For $$n\in\mathbb{N}$$, $$\alpha,\beta,p,k,z>0$$, we have

$$E_{\alpha,\beta,p,k }^{n} (z) E_{\alpha,\beta,p,k }^{n+2} (z)\leq \bigl[ E_{\alpha,\beta,p,k }^{n+1} (z) \bigr]^{2}.$$
(1.7)

### Remark 1.1

For proofs we apply a method introduced and studied in detail in Sitnik and Mehrez (see [9, 1214]).

## 2 Lemmas

### Lemma 2.1

[12]

Let $$\{a_{n}\}$$ and $$\{b_{n}\}$$ ($$n=0,1,2,\ldots$$) be real numbers, such that $$b_{n}>0$$ and $$\{\frac{a_{n}}{b_{n}}\}_{n\geq0}$$ is increasing (decreasing). Then $$\{\frac{a_{0}+a_{1}+\cdots+a_{n}}{b_{0}+b_{1}+\cdots+b_{n}}\}$$ is increasing (decreasing).

### Lemma 2.2

[9]

Let $$\{a_{n}\}$$ and $$\{b_{n}\}$$ ($$n=0,1,2,\ldots$$) be real numbers and let the power series $$A(x)=\sum_{n=0}^{\infty}a_{n}x^{n}$$ and $$B(x)=\sum_{n=0}^{\infty}b_{n}x^{n}$$ be convergent if $$|x|< r$$. If $$b_{n}>0$$ ($$n=0,1,2,\ldots$$) and the sequence $$\{\frac{a_{n}}{b_{n}}\} _{n\geq0}$$ is (strictly) increasing (decreasing), then the function $$\frac {A(x)}{B(x)}$$ is also (strictly) increasing (decreasing) on $$[0,r)$$.

(EXTRACTED ENTRIES)
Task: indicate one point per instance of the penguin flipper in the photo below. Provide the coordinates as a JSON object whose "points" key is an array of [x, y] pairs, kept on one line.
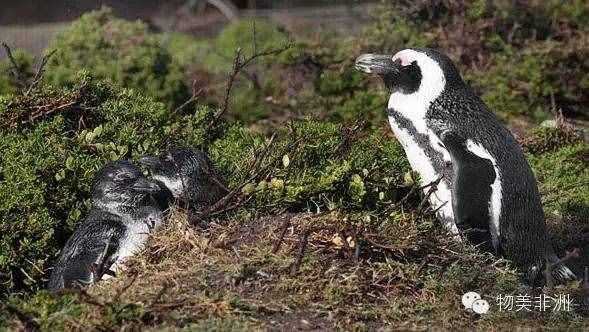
{"points": [[471, 193], [87, 254]]}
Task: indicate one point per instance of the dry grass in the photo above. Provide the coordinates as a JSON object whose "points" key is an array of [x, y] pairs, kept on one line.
{"points": [[234, 276]]}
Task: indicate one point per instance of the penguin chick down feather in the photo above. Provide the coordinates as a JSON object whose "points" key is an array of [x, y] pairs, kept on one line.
{"points": [[123, 214], [189, 175], [487, 192]]}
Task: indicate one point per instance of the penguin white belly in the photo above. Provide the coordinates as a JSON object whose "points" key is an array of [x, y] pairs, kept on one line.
{"points": [[441, 199], [496, 194]]}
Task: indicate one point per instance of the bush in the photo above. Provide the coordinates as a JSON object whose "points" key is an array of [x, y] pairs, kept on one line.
{"points": [[314, 165], [123, 52], [47, 164], [560, 164]]}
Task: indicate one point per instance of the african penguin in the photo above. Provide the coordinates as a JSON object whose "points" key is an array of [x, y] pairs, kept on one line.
{"points": [[123, 214], [487, 191], [189, 175]]}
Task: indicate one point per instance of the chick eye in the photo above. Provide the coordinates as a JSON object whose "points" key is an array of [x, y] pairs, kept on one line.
{"points": [[123, 176]]}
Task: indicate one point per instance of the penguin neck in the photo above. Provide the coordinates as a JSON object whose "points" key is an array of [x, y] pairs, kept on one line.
{"points": [[414, 106]]}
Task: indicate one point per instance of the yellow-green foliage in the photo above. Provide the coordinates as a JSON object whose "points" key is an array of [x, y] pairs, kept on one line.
{"points": [[563, 174], [47, 166], [124, 52], [314, 167]]}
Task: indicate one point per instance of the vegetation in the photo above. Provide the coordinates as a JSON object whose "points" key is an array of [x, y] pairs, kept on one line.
{"points": [[329, 229]]}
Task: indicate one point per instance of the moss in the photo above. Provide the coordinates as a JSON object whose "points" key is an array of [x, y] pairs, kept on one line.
{"points": [[320, 172], [47, 165], [563, 175], [123, 52]]}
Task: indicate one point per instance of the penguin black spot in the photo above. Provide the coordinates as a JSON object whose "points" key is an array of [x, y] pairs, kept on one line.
{"points": [[448, 132], [122, 215], [189, 175]]}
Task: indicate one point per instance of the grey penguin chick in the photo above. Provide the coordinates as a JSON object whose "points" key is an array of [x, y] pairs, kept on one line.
{"points": [[189, 175], [487, 191], [123, 214]]}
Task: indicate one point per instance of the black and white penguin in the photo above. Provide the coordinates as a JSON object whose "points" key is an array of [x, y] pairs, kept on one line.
{"points": [[189, 175], [487, 190], [123, 214]]}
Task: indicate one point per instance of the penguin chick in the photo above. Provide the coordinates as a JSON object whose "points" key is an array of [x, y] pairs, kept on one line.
{"points": [[487, 190], [190, 176], [121, 217]]}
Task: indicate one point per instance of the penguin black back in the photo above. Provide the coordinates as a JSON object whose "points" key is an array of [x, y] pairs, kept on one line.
{"points": [[448, 133], [189, 175], [113, 228]]}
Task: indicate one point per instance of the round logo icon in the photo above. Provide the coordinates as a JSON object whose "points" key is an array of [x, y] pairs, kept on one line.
{"points": [[469, 298]]}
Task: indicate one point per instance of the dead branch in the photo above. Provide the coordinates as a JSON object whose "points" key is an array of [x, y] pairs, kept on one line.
{"points": [[256, 171], [28, 322], [411, 192], [17, 71], [283, 230], [194, 97], [83, 294], [40, 72], [239, 63]]}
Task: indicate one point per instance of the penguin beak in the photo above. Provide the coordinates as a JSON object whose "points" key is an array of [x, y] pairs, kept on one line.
{"points": [[377, 64], [150, 162], [146, 186]]}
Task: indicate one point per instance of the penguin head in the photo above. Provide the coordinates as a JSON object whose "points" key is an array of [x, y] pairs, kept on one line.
{"points": [[188, 174], [176, 169], [121, 184], [421, 72]]}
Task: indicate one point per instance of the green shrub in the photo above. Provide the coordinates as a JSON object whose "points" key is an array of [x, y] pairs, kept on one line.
{"points": [[313, 166], [9, 82], [47, 165], [123, 52]]}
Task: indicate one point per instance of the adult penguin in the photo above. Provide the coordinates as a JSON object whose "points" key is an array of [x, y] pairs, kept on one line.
{"points": [[485, 187], [189, 175]]}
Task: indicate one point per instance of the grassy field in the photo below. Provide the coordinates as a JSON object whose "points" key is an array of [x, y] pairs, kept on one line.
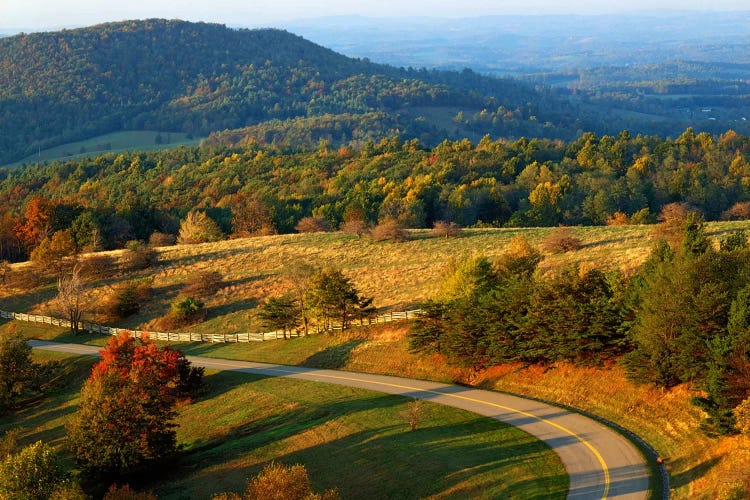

(WORK INSTRUCTIONS)
- A) Which lines of the records contain the word "white"? Report each of those lines in full, counting only matches in the same case.
- B) Could you pick up the passage on inequalities and monotonic ratio lemmas where it stops and continue it?

(OUTPUTS IN ORDER)
- A)
Task: indicate one point per instance of the penguin white belly in the photo above. Provide the coordinates as a JSON object whose "points" key is an array of [x, y] pairs, kept on one line.
Task: indicate one point per instance of the black and white penguin in the photo above. Provide the coordinates as a JSON object whose "points" key is an array of [x, y] pairs, kept on one line.

- B)
## 3 Proofs of main results

### Proof of Theorem 1.1

Simple computation yields

$$\begin{gathered} \frac{\partial}{\partial\beta} \biggl(\log\frac{\Gamma _{p,k}(\beta)}{\Gamma_{p,k}(\alpha k+\beta)} \biggr) \\\quad=\frac{\Gamma_{p,k}(\alpha k+\beta)}{\Gamma_{p,k}(\beta)}\cdot \frac{\Gamma'_{p,k}(\beta)\Gamma_{p,k}(\alpha k+\beta)-\Gamma _{p,k}(\beta)\Gamma'_{p,k}(\alpha k+\beta)}{(\Gamma_{p,k}(\alpha k+\beta))^{2}} \\\quad=\psi_{p,k}(\beta)-\psi_{p,k}(\alpha k+\beta), \end{gathered}$$

and

$$\frac{\partial^{2}}{\partial\beta^{2}} \biggl(\log\frac{\Gamma _{p,k}(\beta)}{\Gamma_{p,k}(\alpha k+\beta)} \biggr)=\psi '_{p,k}(\beta)-\psi'_{p,k}(\alpha k+ \beta)< 0,$$

where we apply that the function $$\psi_{p,k}(x)$$ is concave on $$\mathbb{R}$$. Therefore, we find that the function $$\beta\mapsto\frac{\Gamma_{p,k}(\beta)}{\Gamma_{p,k}(\alpha k+\beta)}$$ is strictly log-convex on $$(0,\infty)$$. Using the fact that the sum of log-convex functions is also log-convex, we see that the function f is strictly log-convex on $$(0,\infty)$$.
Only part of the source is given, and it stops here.